--- Start of Extract provided ---
The North Shore Channel is a drainage canal built between 1907 and 1910 to flush the sewage-filled North Branch of the Chicago River down the Chicago Sanitary and Ship Canal. The sewage carrying duty has been largely taken over by the Chicago Deep Tunnel, but there are still occasional discharges due to heavy rains.

Geography

The North Shore Channel flows from Lake Michigan, near the Bahá'í House of Worship in Wilmette, Illinois, to the North Branch of the Chicago River in Chicago.

A sluice gate usually prevents the canal from back-draining out to Lake Michigan, although the gate must be opened occasionally to prevent downstream flooding. The channel flows southwest, and then south, through or near Wilmette, Evanston, Skokie, and Lincolnwood, and into Chicago. The south end of the channel flows into the North Branch at approximately 5100 north and 3000 west in the Chicago street address numbering system. Chicago's only waterfall within the city limits, which looked like a concrete spillway, was in River Park, where the upper North Branch dropped about  through a dam into the confluence.  Starting in July 2018, the Army Corps of Engineers removed the dam, replacing it with a series of riffle pools, to allow fish to swim upstream.
--- End of Extract provided ---
--- Start of Data provided ---
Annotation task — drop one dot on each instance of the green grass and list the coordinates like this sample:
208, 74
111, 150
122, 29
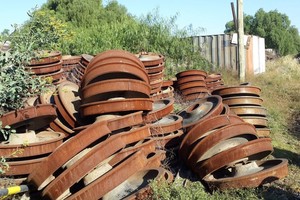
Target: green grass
280, 86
--- End of Data provided ---
## Jobs
1. According to the North Shore Channel text, why did the Army Corps of Engineers remove the dam at River Park, and what replaced it?
2. Answer these from the North Shore Channel text:
(a) Between which years was the channel built?
(b) Near which building does the channel begin at Lake Michigan?
(c) What has largely taken over the channel's sewage-carrying duty?

## Expected answers
1. The Army Corps of Engineers removed the dam, starting in July 2018, so that fish could swim upstream. A series of riffle pools replaced it.

2.
(a) Between 1907 and 1910.
(b) The Bahá'í House of Worship in Wilmette, Illinois.
(c) The Chicago Deep Tunnel.